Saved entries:
------------------------------------
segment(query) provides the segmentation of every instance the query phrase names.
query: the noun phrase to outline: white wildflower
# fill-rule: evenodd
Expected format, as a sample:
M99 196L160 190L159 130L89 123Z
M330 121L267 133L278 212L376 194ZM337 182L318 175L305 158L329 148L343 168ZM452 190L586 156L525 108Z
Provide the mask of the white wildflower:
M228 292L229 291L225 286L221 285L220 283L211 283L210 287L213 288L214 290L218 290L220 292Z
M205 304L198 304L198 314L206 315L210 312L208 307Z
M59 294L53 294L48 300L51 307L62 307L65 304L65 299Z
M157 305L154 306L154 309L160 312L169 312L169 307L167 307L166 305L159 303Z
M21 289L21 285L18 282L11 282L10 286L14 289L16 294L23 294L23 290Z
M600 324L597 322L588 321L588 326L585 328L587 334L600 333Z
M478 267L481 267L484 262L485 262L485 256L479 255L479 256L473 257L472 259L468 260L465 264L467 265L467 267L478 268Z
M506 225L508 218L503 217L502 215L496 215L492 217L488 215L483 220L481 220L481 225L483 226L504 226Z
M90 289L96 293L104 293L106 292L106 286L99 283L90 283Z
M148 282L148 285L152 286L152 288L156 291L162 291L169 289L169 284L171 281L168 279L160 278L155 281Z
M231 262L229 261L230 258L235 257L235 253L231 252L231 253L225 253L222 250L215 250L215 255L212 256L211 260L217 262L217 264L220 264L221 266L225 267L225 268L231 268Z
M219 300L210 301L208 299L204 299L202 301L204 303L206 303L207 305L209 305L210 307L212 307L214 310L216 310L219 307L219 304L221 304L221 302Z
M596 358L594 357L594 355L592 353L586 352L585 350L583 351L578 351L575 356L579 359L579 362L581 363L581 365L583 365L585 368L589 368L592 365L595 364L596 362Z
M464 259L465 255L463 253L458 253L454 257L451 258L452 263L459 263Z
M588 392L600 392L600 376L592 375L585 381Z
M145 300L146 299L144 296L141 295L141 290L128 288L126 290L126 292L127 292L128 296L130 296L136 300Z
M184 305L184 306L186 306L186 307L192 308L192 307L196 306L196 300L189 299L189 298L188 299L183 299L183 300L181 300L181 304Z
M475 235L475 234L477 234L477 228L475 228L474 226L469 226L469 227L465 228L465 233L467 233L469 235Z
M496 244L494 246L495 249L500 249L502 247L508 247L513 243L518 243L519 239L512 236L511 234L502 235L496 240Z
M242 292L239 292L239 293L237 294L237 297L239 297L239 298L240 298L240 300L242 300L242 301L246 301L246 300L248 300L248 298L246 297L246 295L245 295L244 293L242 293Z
------------------------------------
_EXERCISE BRIEF_. In full and without alteration, transcribe the entries above.

_WRITTEN ANSWER_.
segment(query) provides the segmentation of every instance the query phrase names.
query: the noun phrase to outline: white wildflower
# fill-rule: evenodd
Expected format, as a sample:
M99 196L160 190L159 130L89 123Z
M330 121L267 133L278 212L376 194ZM337 182L318 175L305 158L329 148L343 168ZM452 190L586 156L525 108Z
Provide the mask of the white wildflower:
M228 292L229 291L225 286L221 285L220 283L211 283L210 287L213 288L214 290L218 290L220 292Z
M205 304L198 304L198 314L206 315L210 312L208 307Z
M59 294L53 294L48 300L51 307L62 307L65 304L65 299Z
M157 305L154 306L154 309L160 312L169 312L169 307L167 307L166 305L159 303Z
M21 289L21 285L18 282L11 282L10 286L14 289L16 294L23 294L23 290Z
M600 324L597 322L588 321L588 326L585 328L587 334L600 333Z
M478 267L481 267L484 262L485 262L485 256L479 255L479 256L473 257L472 259L468 260L465 264L467 265L467 267L478 268Z
M506 225L508 218L503 217L502 215L496 215L492 217L488 215L483 220L481 220L481 225L483 226L504 226Z
M90 289L96 293L104 293L106 292L106 286L99 283L90 283Z
M148 282L148 285L152 286L152 288L156 291L162 291L169 289L169 284L171 281L168 279L160 278L155 281Z
M231 262L229 261L230 258L235 257L235 253L231 252L231 253L225 253L222 250L215 250L215 255L212 256L211 260L217 262L217 264L220 264L221 266L225 267L225 268L231 268Z
M219 300L210 301L208 299L204 299L202 301L204 303L206 303L207 305L209 305L210 307L212 307L214 310L216 310L219 307L219 304L221 304L221 302Z
M596 358L594 357L594 355L592 353L586 352L585 350L583 351L578 351L575 356L579 359L579 362L581 363L581 365L583 365L585 368L589 368L592 365L595 364L596 362Z
M464 259L465 255L463 253L458 253L454 257L451 258L452 263L459 263Z
M588 392L600 392L600 376L592 375L585 381Z
M145 300L146 299L144 296L141 295L141 290L128 288L126 290L126 292L127 292L128 296L130 296L136 300Z
M184 305L184 306L186 306L186 307L192 308L192 307L196 306L196 300L189 299L189 298L188 299L183 299L183 300L181 300L181 304Z
M475 235L475 234L477 234L477 228L475 228L474 226L469 226L469 227L465 228L465 233L467 233L469 235Z
M496 244L494 246L495 249L500 249L502 247L508 247L513 243L518 243L519 239L512 236L511 234L502 235L496 240Z
M242 292L239 292L239 293L237 294L237 297L239 297L239 298L240 298L240 300L242 300L242 301L246 301L246 300L248 300L248 298L246 297L246 295L245 295L244 293L242 293Z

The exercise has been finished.